+++ Data shown +++

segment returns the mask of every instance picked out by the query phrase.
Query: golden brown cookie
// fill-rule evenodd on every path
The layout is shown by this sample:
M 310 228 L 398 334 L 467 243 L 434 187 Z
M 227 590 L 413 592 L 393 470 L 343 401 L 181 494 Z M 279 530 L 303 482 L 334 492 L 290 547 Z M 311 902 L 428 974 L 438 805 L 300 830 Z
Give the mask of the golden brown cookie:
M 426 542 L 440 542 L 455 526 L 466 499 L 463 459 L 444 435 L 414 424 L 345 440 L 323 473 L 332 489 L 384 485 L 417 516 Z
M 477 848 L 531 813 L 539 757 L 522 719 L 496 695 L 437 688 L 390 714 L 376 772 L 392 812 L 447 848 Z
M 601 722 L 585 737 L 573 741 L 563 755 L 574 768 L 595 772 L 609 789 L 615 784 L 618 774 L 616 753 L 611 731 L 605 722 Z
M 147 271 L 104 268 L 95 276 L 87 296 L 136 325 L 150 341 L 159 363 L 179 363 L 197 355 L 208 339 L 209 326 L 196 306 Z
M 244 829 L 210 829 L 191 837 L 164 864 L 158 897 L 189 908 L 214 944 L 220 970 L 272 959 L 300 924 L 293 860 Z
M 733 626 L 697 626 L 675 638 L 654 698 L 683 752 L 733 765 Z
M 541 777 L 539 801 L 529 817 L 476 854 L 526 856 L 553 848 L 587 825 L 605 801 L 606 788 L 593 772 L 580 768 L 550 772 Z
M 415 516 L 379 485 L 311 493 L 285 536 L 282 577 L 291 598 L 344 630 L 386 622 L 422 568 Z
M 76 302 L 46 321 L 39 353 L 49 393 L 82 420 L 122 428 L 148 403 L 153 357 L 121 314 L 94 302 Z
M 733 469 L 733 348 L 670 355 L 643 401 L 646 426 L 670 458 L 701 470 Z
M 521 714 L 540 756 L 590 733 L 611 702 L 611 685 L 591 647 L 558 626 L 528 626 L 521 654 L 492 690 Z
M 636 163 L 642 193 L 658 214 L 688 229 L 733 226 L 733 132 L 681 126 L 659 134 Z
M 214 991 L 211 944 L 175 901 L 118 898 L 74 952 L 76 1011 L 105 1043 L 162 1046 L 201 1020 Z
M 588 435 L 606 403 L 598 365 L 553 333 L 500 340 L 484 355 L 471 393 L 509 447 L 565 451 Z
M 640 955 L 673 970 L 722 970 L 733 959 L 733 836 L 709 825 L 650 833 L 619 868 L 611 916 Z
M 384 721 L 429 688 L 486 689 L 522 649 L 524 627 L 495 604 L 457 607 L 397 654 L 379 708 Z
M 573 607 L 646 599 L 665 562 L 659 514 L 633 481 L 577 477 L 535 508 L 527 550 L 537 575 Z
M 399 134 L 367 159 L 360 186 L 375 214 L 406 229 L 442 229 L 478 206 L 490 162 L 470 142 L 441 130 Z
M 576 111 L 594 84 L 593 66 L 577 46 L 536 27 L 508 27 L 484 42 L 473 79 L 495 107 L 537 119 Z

+++

> **Goal of the exercise**
Retype the listing from above, matching it exactly.

> **Solution for this exercise**
segment returns the mask of every instance picked out by the query phrase.
Query: golden brown cookie
// fill-rule evenodd on every path
The layout is shown by this sample:
M 310 228 L 398 334 L 467 243 L 434 187 Z
M 227 590 L 413 592 L 393 470 L 343 401 L 181 494 Z M 279 530 L 303 482 L 334 492 L 290 547 Z M 311 902 L 428 974 L 438 805 L 300 830 Z
Give the mask of the golden brown cookie:
M 426 542 L 440 542 L 455 526 L 466 499 L 463 459 L 444 435 L 414 424 L 345 440 L 323 473 L 332 489 L 384 485 L 417 516 Z
M 477 848 L 531 813 L 539 757 L 522 719 L 496 695 L 437 688 L 390 714 L 376 772 L 392 812 L 447 848 Z
M 601 722 L 585 737 L 573 741 L 563 755 L 574 768 L 595 772 L 609 789 L 615 784 L 618 774 L 616 753 L 611 731 L 605 722 Z
M 147 271 L 104 268 L 95 276 L 87 296 L 136 325 L 150 341 L 159 363 L 179 363 L 197 355 L 208 339 L 209 326 L 196 306 Z
M 244 829 L 210 829 L 191 837 L 164 864 L 158 897 L 189 908 L 214 944 L 220 970 L 272 959 L 300 924 L 293 860 Z
M 733 626 L 697 626 L 675 638 L 654 698 L 683 752 L 733 765 Z
M 541 777 L 539 801 L 529 817 L 476 854 L 526 856 L 553 848 L 587 825 L 605 801 L 606 788 L 593 772 L 580 768 L 550 772 Z
M 415 516 L 379 485 L 311 493 L 285 536 L 282 577 L 291 598 L 344 630 L 386 622 L 422 568 Z
M 76 302 L 46 321 L 39 353 L 49 393 L 82 420 L 122 428 L 148 403 L 153 357 L 121 314 L 94 302 Z
M 733 469 L 733 348 L 670 355 L 643 401 L 646 426 L 670 458 L 701 470 Z
M 521 714 L 540 756 L 590 733 L 611 702 L 611 685 L 591 647 L 558 626 L 528 626 L 521 654 L 492 690 Z
M 636 163 L 642 193 L 658 214 L 688 229 L 733 226 L 733 132 L 681 126 L 659 134 Z
M 214 991 L 211 944 L 175 901 L 118 898 L 74 952 L 76 1011 L 105 1043 L 162 1046 L 201 1020 Z
M 588 435 L 606 403 L 598 365 L 553 333 L 500 340 L 484 355 L 471 393 L 509 447 L 565 451 Z
M 640 955 L 673 970 L 722 970 L 733 959 L 733 836 L 709 825 L 650 833 L 619 868 L 611 916 Z
M 384 721 L 429 688 L 486 689 L 522 649 L 524 627 L 495 604 L 457 607 L 397 654 L 379 708 Z
M 573 607 L 646 599 L 665 562 L 659 514 L 633 481 L 577 477 L 535 508 L 527 550 L 537 575 Z
M 399 134 L 367 159 L 360 186 L 375 214 L 406 229 L 442 229 L 478 206 L 490 162 L 470 142 L 441 130 Z
M 576 111 L 594 84 L 593 66 L 577 46 L 536 27 L 508 27 L 484 42 L 473 79 L 495 107 L 537 119 Z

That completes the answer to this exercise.